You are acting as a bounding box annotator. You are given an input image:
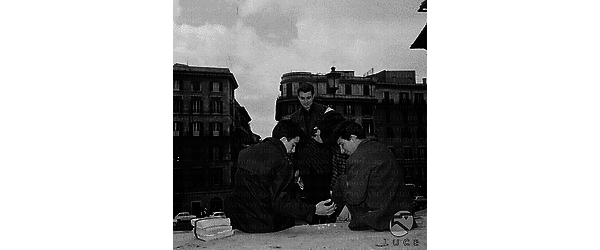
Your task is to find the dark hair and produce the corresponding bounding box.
[332,120,366,141]
[297,82,314,95]
[317,111,346,146]
[272,120,303,140]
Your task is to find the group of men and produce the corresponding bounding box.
[223,82,416,233]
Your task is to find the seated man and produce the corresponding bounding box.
[224,120,336,233]
[331,121,415,231]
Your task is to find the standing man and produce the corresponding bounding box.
[224,120,336,233]
[331,121,415,231]
[290,82,335,224]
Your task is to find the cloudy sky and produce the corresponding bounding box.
[173,0,427,138]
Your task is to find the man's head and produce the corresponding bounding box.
[297,82,315,111]
[314,110,346,146]
[272,120,303,154]
[332,121,366,155]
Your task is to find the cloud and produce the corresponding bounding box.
[239,0,273,17]
[174,0,427,138]
[173,0,181,21]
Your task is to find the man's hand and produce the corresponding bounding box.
[315,199,336,216]
[311,127,324,143]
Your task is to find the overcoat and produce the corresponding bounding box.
[224,138,316,233]
[333,139,415,231]
[289,103,331,176]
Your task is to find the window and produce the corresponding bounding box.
[211,146,221,161]
[363,85,370,96]
[287,105,295,115]
[344,105,354,115]
[191,99,202,114]
[364,122,374,134]
[404,167,412,178]
[173,122,181,136]
[385,111,391,123]
[173,97,182,113]
[192,122,202,136]
[400,92,409,103]
[386,127,394,138]
[384,92,390,102]
[208,168,223,186]
[402,112,408,123]
[211,122,222,136]
[403,147,413,159]
[418,147,426,159]
[173,80,180,91]
[286,83,292,98]
[192,81,201,92]
[211,82,222,92]
[415,93,425,102]
[210,99,223,114]
[345,84,352,95]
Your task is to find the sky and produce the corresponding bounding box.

........

■ WORK TO COMPLETE: Text only, please: give the listing again word for word with no images.

■ COMPLETED EXERCISE:
You are acting as a bounding box annotator. You are given an input image:
Your task is to find the dark hair and produce the corresponding bounding box.
[332,120,366,141]
[297,82,314,95]
[317,111,346,146]
[272,120,303,140]
Your task is to find the group of men and produce the corresponding bounding box.
[223,82,416,233]
Your task is to find the seated man and produce the corresponding bounding box.
[224,120,336,233]
[331,121,415,231]
Your task is to find the standing man and produce the corresponding bounding box.
[224,120,336,233]
[331,121,415,231]
[290,82,335,224]
Your task is to find the cloudy sky and produce the corresponding bounding box.
[173,0,427,138]
Your task is to find the man's head and produce the corresponding bounding box.
[297,82,315,111]
[314,110,346,146]
[272,120,303,154]
[332,121,366,155]
Your task is to find the cloud and produce the corresponding bounding box.
[239,0,273,17]
[174,0,427,138]
[173,0,181,21]
Your task is to find the man's hand and produce the corresponding bounding box.
[315,199,336,216]
[311,127,324,143]
Your task is to find the overcoat and produce the corresponding bounding box.
[224,138,316,233]
[333,139,415,231]
[289,103,331,176]
Your task is to find the window and produce the corresponding bounding box.
[211,146,221,161]
[363,85,370,96]
[287,105,295,115]
[344,105,354,115]
[191,99,202,114]
[364,122,374,134]
[404,167,412,178]
[173,122,181,136]
[385,111,391,123]
[173,97,182,113]
[192,122,202,136]
[400,92,409,103]
[386,127,394,138]
[384,92,390,102]
[208,168,223,186]
[402,112,408,123]
[211,122,222,136]
[403,147,413,159]
[418,147,426,159]
[173,80,180,91]
[286,83,292,98]
[192,81,201,92]
[211,82,222,92]
[415,93,425,102]
[210,99,223,114]
[345,84,352,95]
Your task is to find the sky and produce the corresponding bounding box.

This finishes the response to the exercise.